===== Text zum Lesen

Flächendeckende undifferenzierte Vorratsdatenspeicherung mit Grundrechtecharta unvereinbar
Mag. iur. Alexander Czadilek, Policy Analyst – alexander.czadilek [ät] epicenter.worksDer
EuGH verschärft seine Rechtsprechung und bestärkt epicenter.works in
seiner Rechtsmeinung: Bereits mit dem Urteil vom 8. April 2014 hat der
EuGH der Vorratsdatenspeicherung, der anlasslosen Speicherung
personenbezogener Daten der gesamten Bevölkerung, in Europa die
Rechtsgrundlage entzogen. Der Arbeitskreis Vorratsdaten, jetzt
epicenter.works, war ein wesentlicher Betreiber dieses Vorhabens.
Erstmals in der Rechtsgeschichte der EU hat mit diesem Urteil der EuGH
eine EU-Richtlinie zur Gänze aufgehoben. Zahlreiche Politiker haben den
Gehalt dieses Urteils nicht verstanden und versuchen, eine Art
“Vorratsdatenspeicherung light” durchzusetzen. Mit dem Spruch vom 21.
Dezember 2016 hat der EuGH klargestellt, dass europäische Grundrechte
generell nicht durch nationalstaatliche Gesetze ausgehebelt werden
können. Der EuGH hat eine richtungsweisende Entscheidung getroffen.
Nationale Regelungen, die eine allgemeine und unterschiedslose
Vorratsdatenspeicherung vorsehen, sind mit dem Unionsrecht und
insbesondere mit der Europäischen Grundrechtecharta nicht vereinbar. Obwohl der Gerichtshof im April 2014 die Richtlinie 2006/24/EG für ungültig erklärt hat,
beließen einige Mitgliedstaaten die nationalen Umsetzungsbestimmungen
in ihrem Rechtsbestand (z.B. Schweden) bzw. beschlossen neue, nationale
Regelungen (z.B. UK) zur Vorratsspeicherung von Verkehrs- und
Standortdaten. Mit dem vorliegenden Urteil bestätigt der EuGH zunächst,
dass die oben genannten nationalen Regelungen in den Geltungsbereich der
Datenschutzrichtlinie für elektronische Kommunikation (RL 2002/58/EG)
fallen. Weiters stellt er fest, dass diese Richtlinie nicht
rechtfertigt, dass die (an sich erlaubte) Einschränkung bzw. Ausnahme
von der grundsätzlichen Verpflichtung der Gewährleistung der
Vertraulichkeit von Kommunikation und insbesondere dem Verbot der
Speicherung von Verkehrsdaten zur Regel wird. Die Liste der Zwecke, zu
denen eine Abweichung von den Grundsätzen der Richtlinie zulässig ist
(z.B. nationale Sicherheit etc.), ist zudem erschöpfend. Für andere als
in Art. 15 Abs. 1 der RL 2002/58/EG ausdrücklich genannte Zwecke kann
eine Vorratsdatenspeicherung nicht vorgeschrieben werden. Weiters
müssen alle nationalen Maßnahmen in diesem Bereich mit den allgemeinen
Grundsätzen des Unionsrechts und der Grundrechtecharta übereinstimmen
und daher auch im Lichte der Grundrechtecharta ausgelegt werden.

==========
===== Auszug aus Datensatz

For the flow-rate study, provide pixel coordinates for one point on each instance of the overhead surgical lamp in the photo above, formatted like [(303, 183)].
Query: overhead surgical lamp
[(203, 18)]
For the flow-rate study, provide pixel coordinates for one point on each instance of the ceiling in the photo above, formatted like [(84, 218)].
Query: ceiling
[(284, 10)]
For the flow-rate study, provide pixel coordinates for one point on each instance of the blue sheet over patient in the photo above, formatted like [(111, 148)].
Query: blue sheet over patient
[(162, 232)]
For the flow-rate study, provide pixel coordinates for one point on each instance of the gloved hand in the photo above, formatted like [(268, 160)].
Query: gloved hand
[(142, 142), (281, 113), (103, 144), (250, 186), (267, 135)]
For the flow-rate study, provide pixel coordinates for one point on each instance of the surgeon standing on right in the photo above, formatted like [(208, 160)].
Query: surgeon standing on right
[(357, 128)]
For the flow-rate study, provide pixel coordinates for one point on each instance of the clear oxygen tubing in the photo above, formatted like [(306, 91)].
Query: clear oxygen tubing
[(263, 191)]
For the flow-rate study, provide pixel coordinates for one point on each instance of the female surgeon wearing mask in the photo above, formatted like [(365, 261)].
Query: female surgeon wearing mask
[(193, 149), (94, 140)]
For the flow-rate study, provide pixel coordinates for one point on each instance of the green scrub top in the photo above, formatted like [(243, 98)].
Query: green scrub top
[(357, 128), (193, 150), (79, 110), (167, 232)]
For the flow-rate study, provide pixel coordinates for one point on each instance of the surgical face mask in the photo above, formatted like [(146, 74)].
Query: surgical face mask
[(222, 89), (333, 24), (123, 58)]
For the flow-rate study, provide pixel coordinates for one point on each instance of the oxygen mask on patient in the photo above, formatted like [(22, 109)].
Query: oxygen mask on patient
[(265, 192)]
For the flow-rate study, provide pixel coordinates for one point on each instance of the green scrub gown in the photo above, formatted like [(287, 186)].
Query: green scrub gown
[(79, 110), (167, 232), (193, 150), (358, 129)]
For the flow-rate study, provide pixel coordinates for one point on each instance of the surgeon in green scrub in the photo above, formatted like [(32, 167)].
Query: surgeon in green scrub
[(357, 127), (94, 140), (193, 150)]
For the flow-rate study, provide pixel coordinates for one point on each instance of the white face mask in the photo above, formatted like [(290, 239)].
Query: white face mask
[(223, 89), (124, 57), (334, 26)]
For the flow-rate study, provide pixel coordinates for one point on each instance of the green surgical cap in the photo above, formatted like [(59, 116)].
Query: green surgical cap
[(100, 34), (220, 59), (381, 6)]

==========

* **Aufgabenstellungen**:
1 – Gib bitte aus der Auflistung die Zeilen unverändert aus, beginnend mit der Zeile mit „like [(268, 160)].“ und weiter bis einschließlich der Zeile mit „[(357, 128), (193, 150), (79, 110), (167, 232)]“.
2 – Schreibe den Text zur Vorratsdatenspeicherung im Anschluss an seinen letzten Satz weiter.

* **Ergebnisse je Aufgabe**:
1 –
For the flow-rate study, provide pixel coordinates for one point on each instance of the gloved hand in the photo above, formatted like [(268, 160)].
Query: gloved hand
[(142, 142), (281, 113), (103, 144), (250, 186), (267, 135)]
For the flow-rate study, provide pixel coordinates for one point on each instance of the surgeon standing on right in the photo above, formatted like [(208, 160)].
Query: surgeon standing on right
[(357, 128)]
For the flow-rate study, provide pixel coordinates for one point on each instance of the clear oxygen tubing in the photo above, formatted like [(306, 91)].
Query: clear oxygen tubing
[(263, 191)]
For the flow-rate study, provide pixel coordinates for one point on each instance of the female surgeon wearing mask in the photo above, formatted like [(365, 261)].
Query: female surgeon wearing mask
[(193, 149), (94, 140)]
For the flow-rate study, provide pixel coordinates for one point on each instance of the green scrub top in the photo above, formatted like [(243, 98)].
Query: green scrub top
[(357, 128), (193, 150), (79, 110), (167, 232)]

2 –
Bemerkenswert ist, dass der EuGH nicht nur die Art. 7 (Achtung des
Privat- und Familienlebens) und 8 (Schutz personenbezogener Daten) der
Grundrechtecharta hervorhebt, sondern auch Art. 11 (Freiheit der
Meinungsäußerung und Informationsfreiheit). Wörtlich heißt es dazu: Folglich
muss die Bedeutung sowohl des in Art. 7 der Charta gewährleisteten
Grundrechts auf Achtung des Privatlebens als auch des in Art. 8 der
Charta gewährleisteten Grundrechts auf Schutz personenbezogener Daten,
wie sie sich aus der Rechtsprechung des Gerichtshofs ergibt […], bei
der Auslegung von Art. 15 Abs. 1 der Richtlinie 2002/58 berücksichtigt
werden. Das Gleiche gilt in Anbetracht der besonderen Bedeutung, die der
Freiheit der Meinungsäußerung in jeder demokratischen Gesellschaft
zukommt, für das Recht auf freie Meinungsäußerung. Dieses in Art. 11 der
Charta gewährleistete Grundrecht stellt eine der wesentlichen
Grundlagen einer demokratischen und pluralistischen Gesellschaft dar,
die zu den Werten gehört, auf die sich die Union nach Art. 2 EUV gründet
[…].Der EuGH hat mit dem
Urteil auch einen Schlussstrich unter die Diskussion über die
Möglichkeit, die auf Unionsebene beseitigte Verpflichtung zur
Vorratsdatenspeicherung auf nationaler Ebene wiedereinzuführen, gezogen.
Nationale Regelungen zur Vorratsdatenspeicherung müssen sich an den
strengen Vorgaben des EuGHs messen lassen, wie sie im heutigen Urteil
sowie im Urteil Digital Rights Ireland u.a. ausgeführt wurden. Nach
ständiger Rechtsprechung des EuGHs müssen sich Ausnahmen vom Schutz
personenbezogener Daten stets auf das absolut Notwendige beschränken.
Dies gilt sowohl für Regeln über die Vorratsdatenspeicherung selbst als
auch für Regeln über den Zugang zu den gespeicherten Daten. Der
EuGH weist wie schon im Urteil Digital Rights Ireland u.a. auf den
sensiblen Charakter von Verkehrs- und Standortdaten hin, deren
Speicherung die Erstellung von Bewegungs- und Persönlichkeitsprofilen
ermöglicht und somit sehr genaue Schlüsse auf das Privatleben einer
Person zulässt. Der Grundrechtseingriff, der mit einer nationalen
Regelung, die eine Speicherung dieser Daten vorsieht, einhergeht, ist
deshalb als besonders schwerwiegend anzusehen. Der Gerichtshof hebt
zudem hervor, dass die Erstellung eines Profils einer Person eine
genauso sensible Information darstellt wie der Inhalt der Kommunikation
selbst. Dies ist insbesondere in Hinblick auf die österreichische
höchstgerichtliche Rechtsprechung interessant, nach der Verkehrsdaten
nicht in den Schutzbereich des Fernmeldegeheimnisses nach Art. 10a
Staatsgrundgesetz (StGG) fallen. Verkehrsdaten sind zwar nach Art. 8.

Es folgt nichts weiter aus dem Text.